• **Extrait du texte**
════════════════════

Or l’incertitude, le doute, le questionnement, l’hésitation font partie de notre humanité. Ils sont un signe de bonne santé mentale. Nous les retrouvons d’ailleurs tout au long de l’histoire sainte.
Ainsi par exemple aujourd’hui dans sa prison, Jean Baptiste, lui, pourtant le plus grand des prophètes comme le proclame Jésus, se pose bien des questions au point de douter de Jésus dont il a lui-même annoncé la venue. En effet, Jean Baptiste se faisait une image bien redoutable du Messie. Il prêchait dans le désert « un Dieu à la colère qui vient, un Dieu qui brûle les pécheurs ». Or voilà Jésus : il n’élève pas la voix, il va au devant des pécheurs et des pauvres. Il console, redresse, guérit et appelle. Sa force est douceur, sa puissance- humilité ! On comprend que Jean Baptiste soit pris par le doute !
Pour se rassurer il envoie ses amis lui demander : « Est-ce bien toi le Messie ou devons-nous en attendre un autre ? »
Pour l’apaiser, Jésus va lui répondre en s’inspirant de cet extrait du livre d’Isaïe que nous venons d’entendre : « Lorsque le Messie viendra, les yeux des aveugles, les oreilles des sourds s’ouvriront, le boiteux bondira, le muet criera de joie, les captifs reviendront… » Jésus reprend ces paroles mais avec une différence essentielle, il ne parle plus au futur comme Isaïe mais au présent : « les aveugles voient, les boiteux marchent, les lépreux sont purifiés ».
Bientôt aussi nous verrons Jésus lui-même être tenté durant son séjour au désert c’est-à-dire avoir des hésitations sur ses choix de vie. Va-t-il utiliser ses capacités pour son profit, rechercher ses avantages ou va-t-il choisir de se mettre au service de son peuple ?
N’est-il pas alors tout à fait normal que nous aussi nous nous posions des questions sur l’existence, la présence ou l’amour de Dieu ?
Les raisons d’en douter ne manquent pas. Comme Jean-Baptiste dans sa prison nous sommes aussi souvent tourmentés par tout ce qui semble être la négation de Dieu c’est-à-dire tout le mal, les souffrances énormes qui nous touchent personnellement ou qu’il y a dans le monde. Et nous entendons ou disons peut-être nous-mêmes des réflexions comme celle-ci : « S’il y avait un Dieu il ne tolèrerait certainement pas de telles choses ». Remarquez qu’au doute de Jean Baptiste Jésus ne répond pas, il ne cherche pas à rassurer les messagers en leur disant : « Oui, c’est bien moi le Messie » mais il les renvoie avec leur question les invitant à chercher eux-mêmes la réponse : « Allez dire à Jean Baptiste ce que vous voyez. » Autrement dit la preuve de Dieu nous ne la trouverons pas dans les raisonnements, ni dans les discours mais dans les faits.

════════════════════

Entrées enregistrées d'une collection

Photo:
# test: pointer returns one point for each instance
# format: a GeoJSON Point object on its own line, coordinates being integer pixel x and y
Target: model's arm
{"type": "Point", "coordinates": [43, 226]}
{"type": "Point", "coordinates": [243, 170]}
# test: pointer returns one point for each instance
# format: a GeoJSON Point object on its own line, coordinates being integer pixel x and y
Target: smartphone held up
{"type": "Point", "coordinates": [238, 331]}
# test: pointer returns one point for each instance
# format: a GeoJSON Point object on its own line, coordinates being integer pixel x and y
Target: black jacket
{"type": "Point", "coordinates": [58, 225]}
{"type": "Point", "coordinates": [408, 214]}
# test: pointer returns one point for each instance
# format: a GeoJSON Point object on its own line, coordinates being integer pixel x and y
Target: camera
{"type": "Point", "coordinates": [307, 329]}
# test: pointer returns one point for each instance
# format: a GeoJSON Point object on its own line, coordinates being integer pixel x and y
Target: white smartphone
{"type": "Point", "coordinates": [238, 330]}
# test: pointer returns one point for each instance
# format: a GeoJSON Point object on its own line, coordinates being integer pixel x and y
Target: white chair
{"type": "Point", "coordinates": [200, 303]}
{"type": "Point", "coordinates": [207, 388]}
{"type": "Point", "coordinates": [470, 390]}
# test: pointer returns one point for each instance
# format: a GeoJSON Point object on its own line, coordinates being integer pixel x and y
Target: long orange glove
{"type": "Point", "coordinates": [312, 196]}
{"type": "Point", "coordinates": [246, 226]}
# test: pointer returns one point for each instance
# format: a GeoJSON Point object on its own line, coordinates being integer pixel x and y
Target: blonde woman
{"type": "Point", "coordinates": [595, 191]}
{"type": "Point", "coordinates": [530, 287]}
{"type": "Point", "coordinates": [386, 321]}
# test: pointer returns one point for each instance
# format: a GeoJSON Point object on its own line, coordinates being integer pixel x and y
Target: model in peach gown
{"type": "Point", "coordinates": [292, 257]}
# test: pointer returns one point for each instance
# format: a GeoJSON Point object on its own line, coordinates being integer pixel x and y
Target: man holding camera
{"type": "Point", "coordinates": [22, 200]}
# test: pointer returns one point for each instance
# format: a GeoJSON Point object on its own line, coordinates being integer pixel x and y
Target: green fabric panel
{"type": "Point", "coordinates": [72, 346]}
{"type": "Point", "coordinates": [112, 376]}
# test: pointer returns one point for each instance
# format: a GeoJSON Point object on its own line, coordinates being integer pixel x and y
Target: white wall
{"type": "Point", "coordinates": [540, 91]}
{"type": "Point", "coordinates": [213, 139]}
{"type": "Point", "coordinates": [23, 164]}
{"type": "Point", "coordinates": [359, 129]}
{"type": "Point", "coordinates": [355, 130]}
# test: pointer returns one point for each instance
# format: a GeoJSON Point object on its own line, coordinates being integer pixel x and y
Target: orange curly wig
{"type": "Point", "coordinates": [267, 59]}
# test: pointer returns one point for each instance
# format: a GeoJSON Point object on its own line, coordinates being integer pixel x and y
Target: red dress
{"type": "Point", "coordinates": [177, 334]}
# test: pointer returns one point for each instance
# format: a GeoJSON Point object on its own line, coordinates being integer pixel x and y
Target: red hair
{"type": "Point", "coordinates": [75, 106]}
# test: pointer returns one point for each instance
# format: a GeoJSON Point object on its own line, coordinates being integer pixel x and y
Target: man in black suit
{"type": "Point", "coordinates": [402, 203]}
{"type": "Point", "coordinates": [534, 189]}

════════════════════

• **Consignes**
A: Transformez en liste à puces le paragraphe de l'extrait qui commence par « Ainsi par exemple aujourd'hui », en gardant ses faits principaux.
B: Répondez à ces questions d'après l'extrait, une réponse par ligne :
(i) Quelle question Jean Baptiste fait-il poser à Jésus par ses amis ?
(ii) Quelle différence essentielle sépare les paroles de Jésus de celles d'Isaïe ?
(iii) Selon la dernière phrase, où trouverons-nous la preuve de Dieu ?

• **Réponses**
A:
- Dans sa prison, Jean Baptiste, que Jésus proclame le plus grand des prophètes, doute de Jésus, dont il a pourtant annoncé la venue.
- Il se faisait une image redoutable du Messie et prêchait dans le désert un Dieu de colère qui brûle les pécheurs.
- Jésus, lui, n'élève pas la voix et va au-devant des pécheurs et des pauvres.
- Il console, redresse, guérit et appelle.
- Sa force est la douceur et sa puissance, l'humilité.
- Ce contraste explique le doute de Jean Baptiste.

B:
(i) « Est-ce bien toi le Messie ou devons-nous en attendre un autre ? »
(ii) Jésus ne parle plus au futur comme Isaïe, mais au présent.
(iii) Dans les faits, et non dans les raisonnements ni dans les discours.